** Start of GIVEN RECORDS **

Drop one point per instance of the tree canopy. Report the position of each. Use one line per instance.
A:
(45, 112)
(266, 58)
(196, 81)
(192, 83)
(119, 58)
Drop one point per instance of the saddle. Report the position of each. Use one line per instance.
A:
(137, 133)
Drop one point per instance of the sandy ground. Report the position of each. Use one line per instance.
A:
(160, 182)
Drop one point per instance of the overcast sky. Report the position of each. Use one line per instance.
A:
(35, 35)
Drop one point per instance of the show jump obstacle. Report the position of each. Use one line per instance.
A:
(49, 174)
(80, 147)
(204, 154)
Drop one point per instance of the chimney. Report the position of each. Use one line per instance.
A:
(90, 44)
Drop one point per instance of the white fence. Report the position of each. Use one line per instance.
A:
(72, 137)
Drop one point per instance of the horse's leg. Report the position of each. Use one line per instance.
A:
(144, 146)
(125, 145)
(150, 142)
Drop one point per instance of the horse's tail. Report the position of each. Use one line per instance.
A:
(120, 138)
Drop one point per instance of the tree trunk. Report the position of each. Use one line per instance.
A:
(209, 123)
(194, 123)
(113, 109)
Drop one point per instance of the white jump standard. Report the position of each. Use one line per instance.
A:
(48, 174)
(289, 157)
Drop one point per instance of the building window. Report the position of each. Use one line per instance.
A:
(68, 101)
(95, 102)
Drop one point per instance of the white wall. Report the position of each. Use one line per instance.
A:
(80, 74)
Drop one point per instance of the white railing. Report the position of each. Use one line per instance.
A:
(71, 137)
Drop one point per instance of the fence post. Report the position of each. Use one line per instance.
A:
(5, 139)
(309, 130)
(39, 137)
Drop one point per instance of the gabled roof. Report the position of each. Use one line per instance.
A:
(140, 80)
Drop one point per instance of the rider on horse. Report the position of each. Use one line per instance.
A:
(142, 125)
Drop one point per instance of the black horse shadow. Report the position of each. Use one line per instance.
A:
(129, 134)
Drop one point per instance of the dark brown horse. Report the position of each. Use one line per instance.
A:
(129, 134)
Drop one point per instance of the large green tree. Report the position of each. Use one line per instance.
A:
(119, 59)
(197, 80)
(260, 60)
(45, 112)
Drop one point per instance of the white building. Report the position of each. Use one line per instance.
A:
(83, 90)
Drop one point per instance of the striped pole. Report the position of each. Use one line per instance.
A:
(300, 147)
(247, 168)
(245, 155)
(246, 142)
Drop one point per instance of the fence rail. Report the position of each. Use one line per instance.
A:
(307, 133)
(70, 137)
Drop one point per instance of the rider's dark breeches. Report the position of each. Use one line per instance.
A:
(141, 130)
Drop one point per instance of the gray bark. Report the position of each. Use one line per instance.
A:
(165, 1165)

** End of GIVEN RECORDS **

__WHAT IS ASKED__. Lay out every row above as a numbered list, leaving out blank lines.

__RESULT FOR THIS EXERCISE__.
1. Drop one point per instance of the tree canopy. Report the position of each. Use one line per instance.
2. A:
3. (45, 112)
4. (266, 58)
5. (196, 81)
6. (192, 83)
7. (119, 58)
8. Drop one point per instance of the saddle. Report the position of each. Use one line per instance.
9. A:
10. (137, 133)
11. Drop one point per instance of the sandy ground. Report the position of each. Use one line per instance.
12. A:
13. (160, 182)
14. Drop one point per instance of the overcast sky. Report the position of each. Use one line per instance.
15. A:
16. (35, 35)
17. Drop one point per instance of the show jump obstacle. Report the position of each. Use one line per instance.
18. A:
19. (49, 174)
20. (80, 147)
21. (204, 154)
22. Drop one point per instance of the chimney. Report the position of each. Use one line per instance.
23. A:
24. (90, 44)
25. Drop one point per instance of the white fence. Report the position of each. Use one line per instance.
26. A:
27. (72, 137)
28. Drop one point per instance of the horse's leg. Report the position of each. Use one line per instance.
29. A:
30. (144, 146)
31. (125, 145)
32. (150, 142)
33. Drop one point per instance of the horse's tail. Report the position of each. Use one line per instance.
34. A:
35. (120, 138)
36. Drop one point per instance of the tree trunk. Report the position of each. Use one line per instance.
37. A:
38. (209, 123)
39. (194, 123)
40. (113, 109)
41. Drop one point per instance of the white jump standard. Report the position of each. Use one line per instance.
42. A:
43. (48, 174)
44. (289, 157)
45. Drop one point per instance of the building window. Report the position of each. Use one line per instance.
46. A:
47. (68, 101)
48. (95, 102)
49. Drop one point per instance of the white wall. Report the position of each. Use one line per instance.
50. A:
51. (80, 74)
52. Drop one point per instance of the white railing. Report the position of each. Use one line per instance.
53. A:
54. (71, 137)
55. Drop one point per instance of the fence post. Report the position of each. Use one line per instance.
56. A:
57. (5, 139)
58. (309, 130)
59. (39, 137)
60. Drop one point per instance of the gabled roof. Report the position of each. Use one line per instance.
61. A:
62. (140, 80)
63. Drop one point per instance of the rider on horse. Report the position of each. Use one line per instance.
64. A:
65. (142, 125)
66. Drop one point per instance of the black horse shadow. Report the position of each. Use one line per instance.
67. A:
68. (129, 134)
69. Drop one point per instance of the dark brown horse. Report the position of each. Use one line per instance.
70. A:
71. (129, 134)
72. Drop one point per instance of the large green tree. Report the position of each. Use one line per instance.
73. A:
74. (119, 59)
75. (197, 80)
76. (260, 60)
77. (45, 112)
78. Drop one point per instance of the white building. Report the position of each. Use one line per instance.
79. A:
80. (83, 90)
81. Drop one point per instance of the striped pole. Report the position of each. Use one line per instance.
82. A:
83. (300, 147)
84. (247, 168)
85. (245, 155)
86. (246, 142)
87. Drop one point per instance of the fence rail. Report the position of each. Use one line per instance.
88. A:
89. (307, 133)
90. (70, 137)
91. Drop one point per instance of the rider's dark breeches. Report the position of each. Use one line per instance.
92. A:
93. (141, 130)
94. Drop one point per instance of the gray bark. Report the position of each. Use one line per instance.
95. A:
96. (165, 1165)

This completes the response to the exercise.